Your tasks
A. According to the article on the Materials Genome Initiative, why did President Obama say the development of new materials should be sped up? Answer in one to three sentences.
B. From the article on the Materials Genome Initiative, reproduce the passage between "President Obama announced" and "advanced manufacturing enterprise.", inclusive.

Document segment
_ _ _ _
Obama Administration begins push to help develop new materials

President Obama's Materials Genome Initiative gets a boost from a White House effort to put leaders from industry, academia, national labs and government behind the materials development program.

The Obama Administraiton on May 14 hosted a White House event where leaders from industry, academia, national labs and government announced more than a dozen new commitments to advance the Administration’s Materials Genome Initiative — a challenge to double the speed and cut the cost of discovering, developing and deploying new high-tech materials in the United States.

President Obama announced the Materials Genome Initiative (MGI) in June 2011 as part of a broader effort to create new jobs, solve societal challenges and enhance America’s global competitiveness by bolstering the U.S. advanced manufacturing enterprise. 

“The invention of silicon circuits and lithium-ion batteries made computers and iPods and iPads possible, but it took years to get those technologies from the drawing board to the market place,” the President said when he announced the Initiative, at Carnegie Mellon University. “We can do it faster.”
_ _ _ _
Data shown
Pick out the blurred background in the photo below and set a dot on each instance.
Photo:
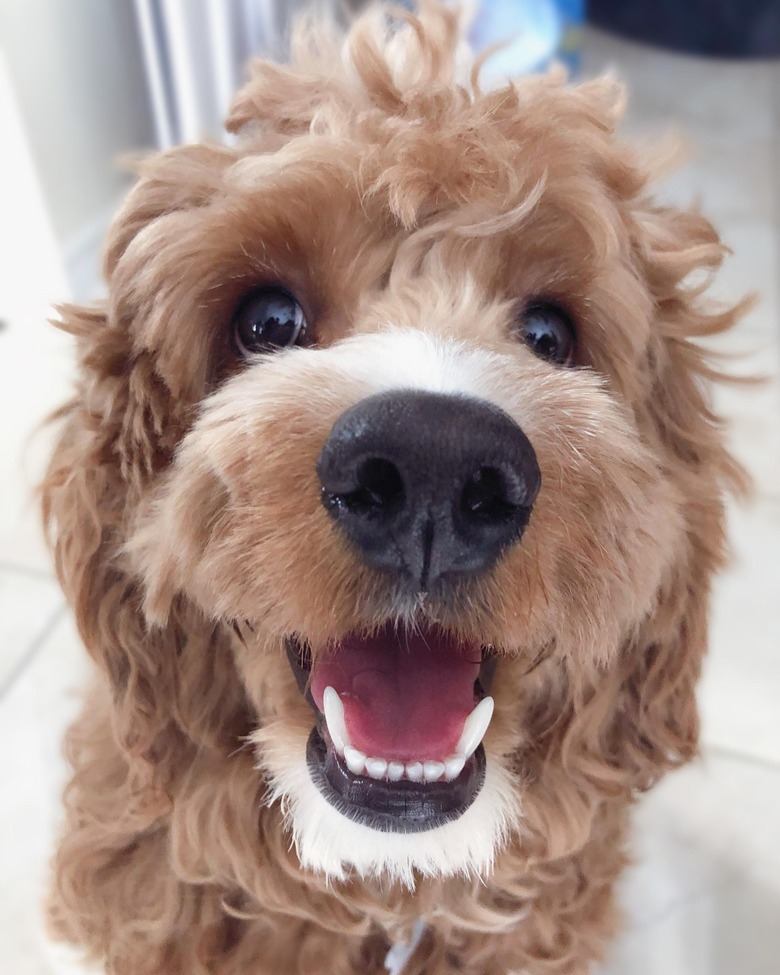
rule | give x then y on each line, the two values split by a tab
85	82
_ _ _ _
Task solutions
A. He noted that silicon circuits and lithium-ion batteries made computers, iPods and iPads possible, but those technologies took years to get from the drawing board to the marketplace. He said, "We can do it faster."

B.
President Obama announced the Materials Genome Initiative (MGI) in June 2011 as part of a broader effort to create new jobs, solve societal challenges and enhance America’s global competitiveness by bolstering the U.S. advanced manufacturing enterprise.